Written exercise 1 → Locate every line of the rows below that contains the string "metal" and copy each one.

Text extract →
=======
How to remove accents and other graphical signs from a string in Java?

How to remove accents and other graphical signals from a string in Java? Ex.:

String s = "maçã";
String semAcento = ???; // resultado: "maca"
Author: UzumakiArtanis, 2013-12-11

2 answers

I usually use regex along with the Class Normalizer. Like this:

public static String removerAcentos(String str) {
    return Normalizer.normalize(str, Normalizer.Form.NFD).replaceAll("[^\\p{ASCII}]", "");
}
 74
Author: Rodrigo Sasaki, 2014-01-18 10:57:12

If it is Java7+ you can use this solution found in Soen https://stackoverflow.com/a/1215117/1518921

First import this:

import java.text.Normalizer;
import java.util.regex.Pattern;

Then add this to your parent class or the other class you use:

public static String deAccent(String str) {
    String nfdNormalizedString = Normalizer.normalize(str, Normalizer.Form.NFD); 
    Pattern pattern = Pattern.compile("\\p{InCombiningDiacriticalMarks}+");
    return pattern.matcher(nfdNormalizedString).replaceAll("");
}

And at the time of use it would look something like:

System.out.print(deAccent("Olá, mundo!"));

It makes use of the regular expression (regex) to exchange them: \p{InCombiningDiacriticalMarks}+

See working on IDEONE: https://ideone.com/MtgLAC

 7
Author: Guilherme Nascimento, 2017-12-06 18:27:05
=======
Written exercise 2 → In the thread on removing accents from a Java string, which class does the first answer pair with regex?
=======
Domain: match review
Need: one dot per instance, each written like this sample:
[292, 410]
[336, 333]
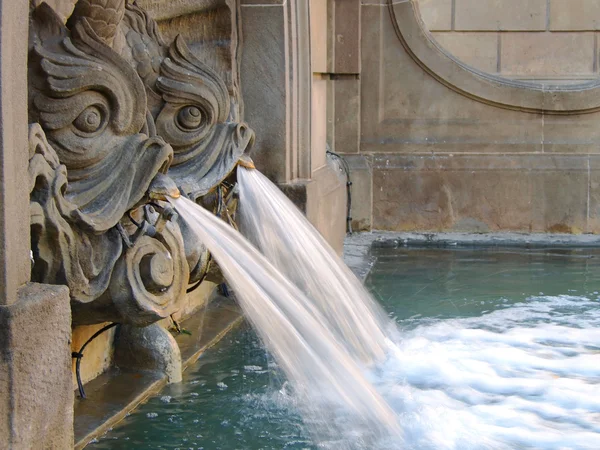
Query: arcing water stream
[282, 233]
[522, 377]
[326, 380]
=======
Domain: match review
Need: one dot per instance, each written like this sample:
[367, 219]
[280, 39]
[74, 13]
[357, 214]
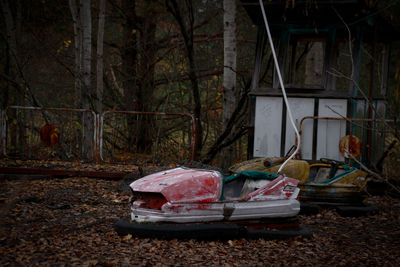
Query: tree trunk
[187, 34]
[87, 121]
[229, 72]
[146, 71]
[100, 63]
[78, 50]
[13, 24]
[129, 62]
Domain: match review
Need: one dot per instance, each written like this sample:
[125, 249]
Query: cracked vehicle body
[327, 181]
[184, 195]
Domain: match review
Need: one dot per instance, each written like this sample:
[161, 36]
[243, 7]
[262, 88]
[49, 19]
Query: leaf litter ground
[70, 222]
=======
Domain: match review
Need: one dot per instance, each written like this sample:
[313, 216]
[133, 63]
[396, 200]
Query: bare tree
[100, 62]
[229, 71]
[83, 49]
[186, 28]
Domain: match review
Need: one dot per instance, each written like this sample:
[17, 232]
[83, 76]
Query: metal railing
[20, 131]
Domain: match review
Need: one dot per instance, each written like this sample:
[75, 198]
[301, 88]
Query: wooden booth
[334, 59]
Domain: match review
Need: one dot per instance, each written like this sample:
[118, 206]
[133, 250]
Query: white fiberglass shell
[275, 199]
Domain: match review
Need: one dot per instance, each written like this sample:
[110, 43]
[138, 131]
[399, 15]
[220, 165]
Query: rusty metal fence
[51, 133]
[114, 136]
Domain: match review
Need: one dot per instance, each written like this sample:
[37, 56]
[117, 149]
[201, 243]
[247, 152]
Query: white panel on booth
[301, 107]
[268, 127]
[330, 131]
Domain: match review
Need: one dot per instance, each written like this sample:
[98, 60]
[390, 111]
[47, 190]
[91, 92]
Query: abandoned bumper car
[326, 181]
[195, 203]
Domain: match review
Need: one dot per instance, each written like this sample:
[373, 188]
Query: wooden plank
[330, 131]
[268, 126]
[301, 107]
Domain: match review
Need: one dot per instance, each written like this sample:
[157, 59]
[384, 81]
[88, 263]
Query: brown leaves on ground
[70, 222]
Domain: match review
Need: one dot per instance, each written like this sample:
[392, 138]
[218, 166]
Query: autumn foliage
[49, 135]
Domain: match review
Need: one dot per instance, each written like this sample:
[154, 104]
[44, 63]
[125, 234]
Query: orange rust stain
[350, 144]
=======
Full output 1 →
Query: metal railing
Query: rusty metal fence

Full output 2 → The Normalizer class.